(Entries taken from a collection)
::::

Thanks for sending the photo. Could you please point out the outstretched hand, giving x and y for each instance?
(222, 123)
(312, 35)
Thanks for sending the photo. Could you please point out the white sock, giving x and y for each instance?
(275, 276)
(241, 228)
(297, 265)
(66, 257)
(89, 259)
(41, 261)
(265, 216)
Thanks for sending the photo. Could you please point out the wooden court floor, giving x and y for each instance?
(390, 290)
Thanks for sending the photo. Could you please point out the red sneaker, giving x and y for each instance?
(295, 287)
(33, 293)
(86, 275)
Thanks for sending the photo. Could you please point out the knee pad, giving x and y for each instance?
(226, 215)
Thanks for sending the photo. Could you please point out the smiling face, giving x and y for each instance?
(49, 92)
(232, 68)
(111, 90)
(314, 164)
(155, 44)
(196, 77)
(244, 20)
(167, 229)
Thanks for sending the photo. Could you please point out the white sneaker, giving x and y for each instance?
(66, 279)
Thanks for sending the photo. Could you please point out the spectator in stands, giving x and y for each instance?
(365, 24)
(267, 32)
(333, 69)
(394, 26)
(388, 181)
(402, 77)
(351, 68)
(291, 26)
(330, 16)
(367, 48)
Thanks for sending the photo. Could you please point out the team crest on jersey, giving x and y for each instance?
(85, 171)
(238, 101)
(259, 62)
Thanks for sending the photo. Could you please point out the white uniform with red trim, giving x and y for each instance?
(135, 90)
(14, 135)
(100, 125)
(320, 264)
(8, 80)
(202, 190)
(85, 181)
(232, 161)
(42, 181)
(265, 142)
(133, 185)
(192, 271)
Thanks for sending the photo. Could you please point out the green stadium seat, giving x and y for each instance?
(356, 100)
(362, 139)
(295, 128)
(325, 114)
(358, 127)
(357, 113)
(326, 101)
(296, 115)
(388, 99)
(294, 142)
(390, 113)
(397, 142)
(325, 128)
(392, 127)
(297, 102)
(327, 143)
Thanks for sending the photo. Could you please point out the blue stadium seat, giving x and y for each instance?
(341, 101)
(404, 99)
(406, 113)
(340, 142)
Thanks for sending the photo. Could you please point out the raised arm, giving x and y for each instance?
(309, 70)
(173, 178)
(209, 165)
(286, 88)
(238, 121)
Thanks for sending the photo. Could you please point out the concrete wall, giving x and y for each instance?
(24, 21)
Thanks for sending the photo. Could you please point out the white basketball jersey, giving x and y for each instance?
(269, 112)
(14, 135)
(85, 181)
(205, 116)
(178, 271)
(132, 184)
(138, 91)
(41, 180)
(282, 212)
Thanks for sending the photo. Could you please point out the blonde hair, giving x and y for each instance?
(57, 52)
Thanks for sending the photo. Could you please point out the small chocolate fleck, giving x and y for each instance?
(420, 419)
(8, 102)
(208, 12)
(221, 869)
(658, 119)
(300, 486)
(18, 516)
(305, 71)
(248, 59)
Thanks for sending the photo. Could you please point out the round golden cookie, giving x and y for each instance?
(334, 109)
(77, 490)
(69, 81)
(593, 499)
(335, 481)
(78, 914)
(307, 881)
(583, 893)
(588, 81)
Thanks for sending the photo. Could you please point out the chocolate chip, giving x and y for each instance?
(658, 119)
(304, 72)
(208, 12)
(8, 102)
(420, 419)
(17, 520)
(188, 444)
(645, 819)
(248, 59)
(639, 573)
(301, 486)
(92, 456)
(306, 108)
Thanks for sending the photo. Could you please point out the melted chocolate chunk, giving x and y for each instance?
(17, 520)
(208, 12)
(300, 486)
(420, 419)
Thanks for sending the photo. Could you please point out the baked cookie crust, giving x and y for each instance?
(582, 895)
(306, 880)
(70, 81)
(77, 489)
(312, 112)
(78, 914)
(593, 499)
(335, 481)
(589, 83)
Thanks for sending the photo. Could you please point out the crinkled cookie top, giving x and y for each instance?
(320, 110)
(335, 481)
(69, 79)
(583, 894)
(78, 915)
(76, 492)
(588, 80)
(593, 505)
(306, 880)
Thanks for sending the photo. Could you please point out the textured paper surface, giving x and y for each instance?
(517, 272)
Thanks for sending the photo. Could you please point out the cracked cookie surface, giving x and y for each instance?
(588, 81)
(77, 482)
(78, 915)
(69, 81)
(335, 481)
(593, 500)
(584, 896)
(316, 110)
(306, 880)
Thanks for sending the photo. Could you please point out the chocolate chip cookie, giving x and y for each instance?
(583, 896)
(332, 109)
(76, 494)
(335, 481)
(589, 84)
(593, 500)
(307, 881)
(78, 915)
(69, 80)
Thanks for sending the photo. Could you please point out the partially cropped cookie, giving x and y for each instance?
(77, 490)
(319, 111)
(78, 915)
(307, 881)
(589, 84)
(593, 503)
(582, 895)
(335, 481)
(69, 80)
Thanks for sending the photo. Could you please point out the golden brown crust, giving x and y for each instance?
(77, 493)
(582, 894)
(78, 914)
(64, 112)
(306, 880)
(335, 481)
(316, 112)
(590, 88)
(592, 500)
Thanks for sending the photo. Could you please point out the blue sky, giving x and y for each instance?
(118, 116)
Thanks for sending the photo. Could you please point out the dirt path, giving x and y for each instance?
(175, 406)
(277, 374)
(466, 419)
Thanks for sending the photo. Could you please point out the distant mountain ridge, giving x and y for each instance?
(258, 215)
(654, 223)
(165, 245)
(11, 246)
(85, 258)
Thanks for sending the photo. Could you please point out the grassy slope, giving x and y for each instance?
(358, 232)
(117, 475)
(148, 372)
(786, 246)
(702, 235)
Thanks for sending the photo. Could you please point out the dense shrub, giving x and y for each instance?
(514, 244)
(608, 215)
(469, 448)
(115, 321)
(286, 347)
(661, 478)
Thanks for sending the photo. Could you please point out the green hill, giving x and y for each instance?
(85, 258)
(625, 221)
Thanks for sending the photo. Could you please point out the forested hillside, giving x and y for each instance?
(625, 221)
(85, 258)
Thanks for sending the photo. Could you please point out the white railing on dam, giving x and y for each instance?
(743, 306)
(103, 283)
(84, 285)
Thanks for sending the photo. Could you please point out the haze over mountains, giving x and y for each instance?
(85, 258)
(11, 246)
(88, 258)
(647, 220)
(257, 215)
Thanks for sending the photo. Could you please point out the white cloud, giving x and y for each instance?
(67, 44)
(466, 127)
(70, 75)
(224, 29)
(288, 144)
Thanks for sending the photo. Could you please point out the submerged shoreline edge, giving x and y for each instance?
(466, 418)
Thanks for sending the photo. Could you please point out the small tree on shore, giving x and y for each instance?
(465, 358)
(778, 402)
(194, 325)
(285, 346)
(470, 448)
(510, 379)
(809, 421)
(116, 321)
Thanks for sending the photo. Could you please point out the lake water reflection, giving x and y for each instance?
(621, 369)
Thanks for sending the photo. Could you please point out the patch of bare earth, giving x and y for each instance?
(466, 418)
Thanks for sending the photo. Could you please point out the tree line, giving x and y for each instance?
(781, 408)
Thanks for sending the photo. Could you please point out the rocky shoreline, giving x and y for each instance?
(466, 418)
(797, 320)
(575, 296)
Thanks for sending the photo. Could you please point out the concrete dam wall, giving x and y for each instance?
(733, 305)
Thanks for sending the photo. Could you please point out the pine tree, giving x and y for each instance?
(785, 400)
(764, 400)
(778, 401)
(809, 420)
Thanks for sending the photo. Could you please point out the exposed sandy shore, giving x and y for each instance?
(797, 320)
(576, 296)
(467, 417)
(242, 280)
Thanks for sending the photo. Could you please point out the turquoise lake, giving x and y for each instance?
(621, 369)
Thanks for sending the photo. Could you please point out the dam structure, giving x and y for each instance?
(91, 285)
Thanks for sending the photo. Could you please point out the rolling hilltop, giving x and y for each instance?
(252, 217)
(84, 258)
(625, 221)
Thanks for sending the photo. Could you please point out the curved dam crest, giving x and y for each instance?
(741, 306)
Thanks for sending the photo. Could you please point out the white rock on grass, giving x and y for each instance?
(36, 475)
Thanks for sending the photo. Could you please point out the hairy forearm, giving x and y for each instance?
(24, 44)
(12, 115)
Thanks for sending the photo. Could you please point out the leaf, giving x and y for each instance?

::::

__What you are asked to do__: Retype exactly the lines from the one containing "lake, giving x and y for each instance?" through the last line of the records above, including both.

__Expected output__:
Thanks for sending the photo. Could you please point out the turquoise lake, giving x and y for each instance?
(621, 369)
Thanks for sending the photo. Could you please point out the dam structure, giving x and y for each instance?
(91, 285)
Thanks for sending the photo. Could you please point out the rolling hilltop, giving x and y for each instance?
(252, 217)
(84, 258)
(625, 221)
Thanks for sending the photo. Could you please point out the curved dam crest, giving x and y for each instance?
(741, 306)
Thanks for sending the photo. Could you please point out the white rock on grass, giving x and y for each instance?
(36, 475)
Thanks for sending the photo. Could you please point out the hairy forearm, giving x and y for each instance?
(24, 44)
(12, 115)
Thanks for sending the photo. Could you please point out the leaf, giving x and y for each instance?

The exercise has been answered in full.